Aim of the task -
Starting at the line that contains "written like (180,24).", transcribe every remaining line of the entries exactly, including the last one.

[Begin]

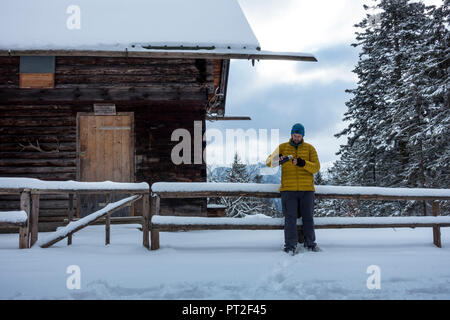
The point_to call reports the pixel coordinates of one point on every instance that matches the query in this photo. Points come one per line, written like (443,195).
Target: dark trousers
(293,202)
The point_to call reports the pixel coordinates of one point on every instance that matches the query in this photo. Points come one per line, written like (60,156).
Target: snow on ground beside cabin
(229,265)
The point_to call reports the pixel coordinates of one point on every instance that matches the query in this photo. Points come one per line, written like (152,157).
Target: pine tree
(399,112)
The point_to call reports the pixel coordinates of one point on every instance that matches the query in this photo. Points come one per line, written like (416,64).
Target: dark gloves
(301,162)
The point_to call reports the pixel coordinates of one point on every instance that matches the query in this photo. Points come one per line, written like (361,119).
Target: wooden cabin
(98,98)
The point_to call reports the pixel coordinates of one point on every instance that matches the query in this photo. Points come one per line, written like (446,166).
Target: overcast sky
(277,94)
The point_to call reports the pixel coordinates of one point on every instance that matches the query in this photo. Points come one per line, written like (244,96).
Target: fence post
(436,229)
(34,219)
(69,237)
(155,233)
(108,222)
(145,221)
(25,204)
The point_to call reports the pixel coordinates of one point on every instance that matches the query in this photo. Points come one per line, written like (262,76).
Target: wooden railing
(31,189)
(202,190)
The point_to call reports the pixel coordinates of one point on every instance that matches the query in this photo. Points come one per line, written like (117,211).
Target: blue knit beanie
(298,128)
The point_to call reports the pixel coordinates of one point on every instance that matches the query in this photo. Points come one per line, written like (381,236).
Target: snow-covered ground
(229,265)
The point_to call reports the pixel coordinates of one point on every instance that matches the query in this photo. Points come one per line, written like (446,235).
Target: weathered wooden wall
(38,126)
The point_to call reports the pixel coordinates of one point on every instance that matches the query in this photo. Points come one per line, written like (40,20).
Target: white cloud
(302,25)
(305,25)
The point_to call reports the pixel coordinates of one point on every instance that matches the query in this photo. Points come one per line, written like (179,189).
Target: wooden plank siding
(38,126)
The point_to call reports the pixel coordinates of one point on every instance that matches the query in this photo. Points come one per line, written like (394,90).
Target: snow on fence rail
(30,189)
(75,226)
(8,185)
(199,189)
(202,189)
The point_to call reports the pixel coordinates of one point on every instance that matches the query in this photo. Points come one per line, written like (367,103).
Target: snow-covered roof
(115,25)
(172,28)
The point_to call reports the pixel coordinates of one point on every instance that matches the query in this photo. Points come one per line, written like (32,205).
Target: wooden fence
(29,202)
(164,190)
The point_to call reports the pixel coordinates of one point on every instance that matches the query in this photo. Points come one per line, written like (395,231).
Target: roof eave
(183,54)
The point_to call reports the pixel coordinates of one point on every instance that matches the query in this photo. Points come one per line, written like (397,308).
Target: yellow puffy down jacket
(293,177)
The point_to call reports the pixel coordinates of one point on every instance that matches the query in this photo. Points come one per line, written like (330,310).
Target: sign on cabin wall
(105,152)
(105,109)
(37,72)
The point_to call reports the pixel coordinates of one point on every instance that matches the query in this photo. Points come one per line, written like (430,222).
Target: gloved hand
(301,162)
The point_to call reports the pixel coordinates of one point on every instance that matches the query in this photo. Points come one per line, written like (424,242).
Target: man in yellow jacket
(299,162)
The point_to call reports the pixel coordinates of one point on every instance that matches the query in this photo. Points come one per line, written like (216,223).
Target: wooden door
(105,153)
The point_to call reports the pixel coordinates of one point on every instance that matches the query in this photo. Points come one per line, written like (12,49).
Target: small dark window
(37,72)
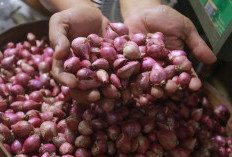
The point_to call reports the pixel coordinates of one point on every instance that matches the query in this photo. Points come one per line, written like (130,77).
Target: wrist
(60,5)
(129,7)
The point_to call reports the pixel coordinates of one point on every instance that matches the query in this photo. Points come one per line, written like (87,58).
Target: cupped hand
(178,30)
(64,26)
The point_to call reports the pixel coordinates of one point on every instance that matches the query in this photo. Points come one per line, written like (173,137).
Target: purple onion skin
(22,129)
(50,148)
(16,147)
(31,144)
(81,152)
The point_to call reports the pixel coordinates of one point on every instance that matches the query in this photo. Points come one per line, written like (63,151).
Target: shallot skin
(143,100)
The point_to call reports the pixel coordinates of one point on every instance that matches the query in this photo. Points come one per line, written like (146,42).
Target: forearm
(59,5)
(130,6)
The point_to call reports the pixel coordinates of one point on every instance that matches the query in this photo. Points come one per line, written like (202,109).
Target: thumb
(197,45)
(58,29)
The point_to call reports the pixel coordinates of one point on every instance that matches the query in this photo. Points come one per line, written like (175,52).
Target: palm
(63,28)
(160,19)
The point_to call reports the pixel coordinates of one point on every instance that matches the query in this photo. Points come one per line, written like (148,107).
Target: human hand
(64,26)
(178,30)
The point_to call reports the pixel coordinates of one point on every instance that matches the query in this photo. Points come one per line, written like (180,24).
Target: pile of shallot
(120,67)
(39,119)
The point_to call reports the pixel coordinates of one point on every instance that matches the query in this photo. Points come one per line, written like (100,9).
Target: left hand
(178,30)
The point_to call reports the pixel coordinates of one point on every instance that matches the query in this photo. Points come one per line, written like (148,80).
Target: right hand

[End]

The reply -
The point_to call reports the pixel coordinates of one point on every instance that matches the query in this photo. Points come one per line, written like (180,24).
Target: pile of shallot
(120,67)
(39,119)
The point_to call reports the pixel coordinates of one point on every instance that matches the query in this photo. Points come one per line, written like (100,9).
Target: left hand
(178,30)
The point_to call reports the pixel coordinates of one point on every instance that matches the query in this photo. Points come one per line, written like (148,80).
Target: right hand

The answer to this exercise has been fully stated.